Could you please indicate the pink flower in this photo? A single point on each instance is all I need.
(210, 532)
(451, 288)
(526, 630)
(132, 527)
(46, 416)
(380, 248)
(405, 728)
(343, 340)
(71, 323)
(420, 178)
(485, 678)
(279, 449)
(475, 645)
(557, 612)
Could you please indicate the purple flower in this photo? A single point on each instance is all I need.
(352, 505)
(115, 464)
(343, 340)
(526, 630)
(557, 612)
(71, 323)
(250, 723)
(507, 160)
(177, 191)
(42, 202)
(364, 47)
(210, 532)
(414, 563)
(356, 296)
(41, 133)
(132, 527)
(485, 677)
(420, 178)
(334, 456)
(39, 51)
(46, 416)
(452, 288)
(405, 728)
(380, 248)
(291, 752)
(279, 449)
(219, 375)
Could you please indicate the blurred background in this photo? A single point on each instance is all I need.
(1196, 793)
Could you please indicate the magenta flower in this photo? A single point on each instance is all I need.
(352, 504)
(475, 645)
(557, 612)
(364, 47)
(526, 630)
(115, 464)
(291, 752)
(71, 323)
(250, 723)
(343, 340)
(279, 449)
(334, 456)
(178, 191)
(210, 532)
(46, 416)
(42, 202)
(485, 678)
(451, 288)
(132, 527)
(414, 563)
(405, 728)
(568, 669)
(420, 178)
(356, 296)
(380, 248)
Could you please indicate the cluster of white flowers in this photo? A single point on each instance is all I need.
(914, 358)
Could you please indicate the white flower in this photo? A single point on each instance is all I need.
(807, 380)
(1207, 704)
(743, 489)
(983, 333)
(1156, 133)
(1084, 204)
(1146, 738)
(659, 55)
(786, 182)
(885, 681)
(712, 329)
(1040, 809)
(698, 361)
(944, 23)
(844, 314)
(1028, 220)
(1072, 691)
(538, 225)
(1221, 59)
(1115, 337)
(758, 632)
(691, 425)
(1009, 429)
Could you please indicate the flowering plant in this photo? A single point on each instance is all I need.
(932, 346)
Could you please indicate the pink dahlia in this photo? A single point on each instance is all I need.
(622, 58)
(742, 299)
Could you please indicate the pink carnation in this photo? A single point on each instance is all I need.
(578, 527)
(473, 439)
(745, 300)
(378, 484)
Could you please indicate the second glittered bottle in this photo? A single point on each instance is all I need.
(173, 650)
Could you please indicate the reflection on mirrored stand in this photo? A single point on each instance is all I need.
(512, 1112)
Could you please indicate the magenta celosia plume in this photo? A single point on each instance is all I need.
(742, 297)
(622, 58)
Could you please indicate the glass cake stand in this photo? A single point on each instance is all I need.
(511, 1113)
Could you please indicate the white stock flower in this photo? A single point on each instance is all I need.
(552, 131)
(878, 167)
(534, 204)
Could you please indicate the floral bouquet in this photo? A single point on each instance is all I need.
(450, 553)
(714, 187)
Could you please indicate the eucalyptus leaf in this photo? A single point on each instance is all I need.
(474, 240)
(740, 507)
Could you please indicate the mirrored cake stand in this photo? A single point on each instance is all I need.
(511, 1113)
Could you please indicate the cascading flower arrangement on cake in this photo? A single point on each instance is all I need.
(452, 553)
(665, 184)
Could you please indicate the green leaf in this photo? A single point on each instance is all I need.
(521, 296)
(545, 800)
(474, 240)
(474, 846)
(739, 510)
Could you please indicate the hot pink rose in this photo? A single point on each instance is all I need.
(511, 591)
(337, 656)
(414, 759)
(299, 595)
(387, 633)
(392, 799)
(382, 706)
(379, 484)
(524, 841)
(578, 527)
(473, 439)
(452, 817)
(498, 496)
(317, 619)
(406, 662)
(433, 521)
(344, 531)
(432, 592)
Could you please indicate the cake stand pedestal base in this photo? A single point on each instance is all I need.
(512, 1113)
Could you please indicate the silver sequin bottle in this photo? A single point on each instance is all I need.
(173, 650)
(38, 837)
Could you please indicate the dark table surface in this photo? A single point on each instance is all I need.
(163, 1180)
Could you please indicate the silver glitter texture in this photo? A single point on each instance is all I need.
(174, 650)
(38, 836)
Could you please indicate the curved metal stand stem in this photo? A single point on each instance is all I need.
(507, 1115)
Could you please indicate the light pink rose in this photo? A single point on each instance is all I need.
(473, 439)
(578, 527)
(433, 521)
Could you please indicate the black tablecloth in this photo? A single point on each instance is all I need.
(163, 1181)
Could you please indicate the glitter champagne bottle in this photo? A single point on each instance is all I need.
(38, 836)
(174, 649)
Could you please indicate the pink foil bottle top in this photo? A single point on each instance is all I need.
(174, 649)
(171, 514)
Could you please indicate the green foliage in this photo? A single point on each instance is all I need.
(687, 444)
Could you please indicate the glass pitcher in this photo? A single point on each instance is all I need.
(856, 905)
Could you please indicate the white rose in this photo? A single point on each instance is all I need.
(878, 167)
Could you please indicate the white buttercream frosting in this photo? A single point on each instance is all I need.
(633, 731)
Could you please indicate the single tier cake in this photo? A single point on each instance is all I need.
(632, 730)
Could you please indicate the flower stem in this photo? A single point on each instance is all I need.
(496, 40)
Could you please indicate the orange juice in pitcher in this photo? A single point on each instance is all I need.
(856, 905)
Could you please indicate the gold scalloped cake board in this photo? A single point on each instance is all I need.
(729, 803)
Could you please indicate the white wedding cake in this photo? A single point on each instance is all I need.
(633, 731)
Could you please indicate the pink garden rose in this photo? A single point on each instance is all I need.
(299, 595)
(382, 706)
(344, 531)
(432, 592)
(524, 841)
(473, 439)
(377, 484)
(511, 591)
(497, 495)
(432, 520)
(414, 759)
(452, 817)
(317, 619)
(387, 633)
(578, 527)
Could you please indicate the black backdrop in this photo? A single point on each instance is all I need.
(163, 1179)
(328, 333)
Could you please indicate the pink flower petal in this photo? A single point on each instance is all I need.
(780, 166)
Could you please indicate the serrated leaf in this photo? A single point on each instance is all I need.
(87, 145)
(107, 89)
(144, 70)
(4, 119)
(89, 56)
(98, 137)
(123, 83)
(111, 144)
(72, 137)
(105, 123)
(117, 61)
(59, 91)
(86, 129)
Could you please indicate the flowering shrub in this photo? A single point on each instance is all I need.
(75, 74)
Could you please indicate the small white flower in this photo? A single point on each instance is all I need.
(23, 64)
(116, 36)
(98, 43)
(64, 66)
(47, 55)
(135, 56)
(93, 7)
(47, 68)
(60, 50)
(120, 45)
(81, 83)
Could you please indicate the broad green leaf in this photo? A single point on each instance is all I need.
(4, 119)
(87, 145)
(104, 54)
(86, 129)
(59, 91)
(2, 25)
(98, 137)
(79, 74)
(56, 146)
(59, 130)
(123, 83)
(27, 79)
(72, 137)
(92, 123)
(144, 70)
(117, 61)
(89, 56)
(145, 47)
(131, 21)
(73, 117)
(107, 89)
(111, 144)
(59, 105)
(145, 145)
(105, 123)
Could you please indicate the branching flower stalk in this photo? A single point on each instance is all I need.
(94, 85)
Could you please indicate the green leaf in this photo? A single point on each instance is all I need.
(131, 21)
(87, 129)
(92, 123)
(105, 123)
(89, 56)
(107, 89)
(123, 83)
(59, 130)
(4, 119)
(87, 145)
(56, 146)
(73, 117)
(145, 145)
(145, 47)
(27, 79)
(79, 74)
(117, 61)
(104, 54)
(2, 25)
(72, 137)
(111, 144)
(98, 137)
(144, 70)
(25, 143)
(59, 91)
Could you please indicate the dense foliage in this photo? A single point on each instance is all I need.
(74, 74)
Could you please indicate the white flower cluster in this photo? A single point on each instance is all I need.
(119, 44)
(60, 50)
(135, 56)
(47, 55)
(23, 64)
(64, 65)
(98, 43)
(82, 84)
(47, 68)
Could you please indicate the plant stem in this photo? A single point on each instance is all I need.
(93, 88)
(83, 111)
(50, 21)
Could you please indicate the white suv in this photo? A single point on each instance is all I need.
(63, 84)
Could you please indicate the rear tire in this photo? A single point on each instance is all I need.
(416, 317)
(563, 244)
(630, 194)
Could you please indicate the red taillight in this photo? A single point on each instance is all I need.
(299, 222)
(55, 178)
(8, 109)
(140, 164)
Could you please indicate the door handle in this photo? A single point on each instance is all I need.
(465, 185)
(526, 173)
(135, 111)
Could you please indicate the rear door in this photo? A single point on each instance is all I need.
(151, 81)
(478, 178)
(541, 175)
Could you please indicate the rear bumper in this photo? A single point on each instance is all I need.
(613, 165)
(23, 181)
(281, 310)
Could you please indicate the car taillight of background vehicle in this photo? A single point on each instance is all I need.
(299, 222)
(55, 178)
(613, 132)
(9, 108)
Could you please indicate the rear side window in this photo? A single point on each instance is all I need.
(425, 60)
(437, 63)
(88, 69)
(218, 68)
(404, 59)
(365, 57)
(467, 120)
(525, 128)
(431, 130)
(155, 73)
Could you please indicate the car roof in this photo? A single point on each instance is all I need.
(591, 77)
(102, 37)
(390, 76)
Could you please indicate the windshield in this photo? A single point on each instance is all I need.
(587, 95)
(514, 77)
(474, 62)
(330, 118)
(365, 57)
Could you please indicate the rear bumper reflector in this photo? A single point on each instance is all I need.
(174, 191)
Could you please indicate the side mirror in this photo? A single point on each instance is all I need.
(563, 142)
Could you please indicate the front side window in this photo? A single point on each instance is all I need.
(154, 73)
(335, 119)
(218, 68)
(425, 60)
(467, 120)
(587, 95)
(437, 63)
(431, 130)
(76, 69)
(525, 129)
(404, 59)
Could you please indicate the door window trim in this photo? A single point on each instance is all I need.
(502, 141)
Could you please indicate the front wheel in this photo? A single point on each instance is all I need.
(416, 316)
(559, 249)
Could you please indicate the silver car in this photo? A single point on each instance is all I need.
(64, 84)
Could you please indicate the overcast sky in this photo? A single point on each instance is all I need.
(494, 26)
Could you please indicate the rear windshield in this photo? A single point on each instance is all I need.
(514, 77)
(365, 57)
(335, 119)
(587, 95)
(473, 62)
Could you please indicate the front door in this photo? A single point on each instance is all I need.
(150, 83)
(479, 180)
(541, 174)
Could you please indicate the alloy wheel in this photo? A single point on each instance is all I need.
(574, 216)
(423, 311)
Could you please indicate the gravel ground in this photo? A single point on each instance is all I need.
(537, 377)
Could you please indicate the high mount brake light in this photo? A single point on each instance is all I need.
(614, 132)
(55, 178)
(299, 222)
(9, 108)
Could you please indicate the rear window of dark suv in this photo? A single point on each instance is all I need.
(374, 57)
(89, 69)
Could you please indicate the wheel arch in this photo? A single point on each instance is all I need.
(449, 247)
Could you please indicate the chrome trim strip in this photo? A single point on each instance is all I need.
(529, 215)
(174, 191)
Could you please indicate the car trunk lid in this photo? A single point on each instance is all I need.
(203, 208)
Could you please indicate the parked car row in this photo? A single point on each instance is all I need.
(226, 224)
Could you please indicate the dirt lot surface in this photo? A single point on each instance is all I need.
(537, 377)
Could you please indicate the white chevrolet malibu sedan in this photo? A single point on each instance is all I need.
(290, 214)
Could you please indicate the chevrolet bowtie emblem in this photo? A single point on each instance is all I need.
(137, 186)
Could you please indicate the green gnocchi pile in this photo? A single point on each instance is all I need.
○ ○ ○ ○ ○ ○ ○
What the exercise asks — Every line from the one that holds "Could you please indicate the white chevrolet" to the end of the data above should be given again exactly, with that line and the last one both kept.

Finished exercise —
Could you please indicate the white chevrolet malibu sedan in this photo? A single point on each instance is all I need.
(290, 214)
Could you please indicate the chevrolet bowtie emblem in this photo? A single point on each instance is all I need.
(137, 186)
Could you please indicate the green gnocchi pile in this photo? A single point on each instance is all I need.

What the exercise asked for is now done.